_Work to complete_:
Return verbatim the run of lines that opens with the line holding "For each instance of the brown" and closes with the last line of the records.

_Information given_:
■ ■ ■ ■ ■ ■ ■

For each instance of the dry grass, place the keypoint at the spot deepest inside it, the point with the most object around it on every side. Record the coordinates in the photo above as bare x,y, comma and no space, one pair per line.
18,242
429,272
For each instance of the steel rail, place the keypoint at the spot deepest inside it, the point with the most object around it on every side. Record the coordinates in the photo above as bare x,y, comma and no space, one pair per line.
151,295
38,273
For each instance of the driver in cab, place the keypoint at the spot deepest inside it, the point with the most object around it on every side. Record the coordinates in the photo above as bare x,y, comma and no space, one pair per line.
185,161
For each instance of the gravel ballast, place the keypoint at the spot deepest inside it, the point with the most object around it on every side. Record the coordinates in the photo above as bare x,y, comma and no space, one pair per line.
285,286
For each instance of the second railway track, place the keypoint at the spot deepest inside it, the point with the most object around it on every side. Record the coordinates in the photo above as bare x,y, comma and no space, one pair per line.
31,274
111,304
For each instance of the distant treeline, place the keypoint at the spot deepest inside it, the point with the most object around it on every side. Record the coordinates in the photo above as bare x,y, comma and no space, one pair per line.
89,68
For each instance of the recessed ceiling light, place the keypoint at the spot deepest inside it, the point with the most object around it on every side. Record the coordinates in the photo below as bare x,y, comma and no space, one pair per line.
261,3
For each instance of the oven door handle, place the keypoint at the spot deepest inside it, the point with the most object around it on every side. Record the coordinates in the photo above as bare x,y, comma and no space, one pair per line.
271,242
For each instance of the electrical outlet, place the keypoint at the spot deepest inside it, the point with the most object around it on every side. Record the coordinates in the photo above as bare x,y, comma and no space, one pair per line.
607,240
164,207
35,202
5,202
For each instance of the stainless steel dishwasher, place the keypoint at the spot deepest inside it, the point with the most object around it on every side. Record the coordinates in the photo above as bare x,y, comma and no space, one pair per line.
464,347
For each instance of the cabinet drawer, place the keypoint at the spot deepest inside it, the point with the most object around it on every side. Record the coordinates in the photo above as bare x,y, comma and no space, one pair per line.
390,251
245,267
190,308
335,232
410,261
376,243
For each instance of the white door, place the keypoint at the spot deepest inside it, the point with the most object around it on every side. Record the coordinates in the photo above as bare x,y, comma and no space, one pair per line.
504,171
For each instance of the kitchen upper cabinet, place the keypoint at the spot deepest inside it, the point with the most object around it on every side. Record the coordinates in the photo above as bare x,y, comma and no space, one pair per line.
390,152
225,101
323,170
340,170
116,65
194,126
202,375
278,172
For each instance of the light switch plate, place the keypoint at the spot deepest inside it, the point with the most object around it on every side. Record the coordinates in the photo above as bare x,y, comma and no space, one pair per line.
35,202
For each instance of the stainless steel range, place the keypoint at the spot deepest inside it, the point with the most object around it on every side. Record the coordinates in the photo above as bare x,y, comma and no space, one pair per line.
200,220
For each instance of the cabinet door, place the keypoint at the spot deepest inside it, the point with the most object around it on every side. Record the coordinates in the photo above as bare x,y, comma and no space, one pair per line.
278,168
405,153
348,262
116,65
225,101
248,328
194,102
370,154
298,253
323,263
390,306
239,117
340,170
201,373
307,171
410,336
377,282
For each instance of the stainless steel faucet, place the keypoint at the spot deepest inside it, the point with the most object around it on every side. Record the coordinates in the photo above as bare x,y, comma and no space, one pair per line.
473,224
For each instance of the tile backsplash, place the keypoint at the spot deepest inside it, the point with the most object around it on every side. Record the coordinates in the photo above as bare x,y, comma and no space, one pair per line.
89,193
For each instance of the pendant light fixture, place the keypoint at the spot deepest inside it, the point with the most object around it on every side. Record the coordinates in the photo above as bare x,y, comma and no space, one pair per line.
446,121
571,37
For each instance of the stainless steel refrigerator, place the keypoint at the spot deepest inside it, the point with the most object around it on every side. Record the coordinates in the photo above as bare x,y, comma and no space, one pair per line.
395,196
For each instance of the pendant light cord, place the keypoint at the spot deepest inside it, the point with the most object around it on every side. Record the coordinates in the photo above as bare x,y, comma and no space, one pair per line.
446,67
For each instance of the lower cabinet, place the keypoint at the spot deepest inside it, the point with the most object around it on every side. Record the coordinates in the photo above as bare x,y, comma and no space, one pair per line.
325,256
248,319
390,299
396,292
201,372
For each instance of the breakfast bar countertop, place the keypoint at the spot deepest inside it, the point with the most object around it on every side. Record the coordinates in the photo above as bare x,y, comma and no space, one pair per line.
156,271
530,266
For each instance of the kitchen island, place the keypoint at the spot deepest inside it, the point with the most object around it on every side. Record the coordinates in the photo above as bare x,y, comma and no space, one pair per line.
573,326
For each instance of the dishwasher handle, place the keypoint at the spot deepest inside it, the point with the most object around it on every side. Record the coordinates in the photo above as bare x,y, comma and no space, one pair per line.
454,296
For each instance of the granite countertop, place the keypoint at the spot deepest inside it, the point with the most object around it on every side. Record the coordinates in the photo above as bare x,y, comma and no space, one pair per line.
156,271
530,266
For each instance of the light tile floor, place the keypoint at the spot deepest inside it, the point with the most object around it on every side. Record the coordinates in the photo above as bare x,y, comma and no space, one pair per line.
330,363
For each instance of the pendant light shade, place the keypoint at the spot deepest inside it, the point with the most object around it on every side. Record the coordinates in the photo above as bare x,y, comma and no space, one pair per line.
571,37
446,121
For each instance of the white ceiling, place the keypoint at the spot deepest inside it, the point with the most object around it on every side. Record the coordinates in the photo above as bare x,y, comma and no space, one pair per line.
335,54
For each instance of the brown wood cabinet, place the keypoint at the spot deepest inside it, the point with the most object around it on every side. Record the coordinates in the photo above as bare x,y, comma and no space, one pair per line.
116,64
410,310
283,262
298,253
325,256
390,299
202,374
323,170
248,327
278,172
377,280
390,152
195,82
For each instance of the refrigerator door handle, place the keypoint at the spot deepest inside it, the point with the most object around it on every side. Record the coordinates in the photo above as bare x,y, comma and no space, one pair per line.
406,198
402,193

■ ■ ■ ■ ■ ■ ■

_Response to this exercise_:
For each instance of the brown wood cabinet, place the keypoint at the spot deepest inside it, the point with the most object around it on every side. Record the coordinates in the photo above as bare x,y, comma and no space, one pair per line.
116,64
410,310
283,262
298,253
325,256
390,299
202,374
323,170
248,327
278,172
377,280
390,152
195,82
For each instance of the refrigerator door handle, place the keypoint at the spot deepest inside it, the point with the most object around it on every side. Record the coordinates in the photo above as bare x,y, comma and no space, one pair per line.
406,198
402,193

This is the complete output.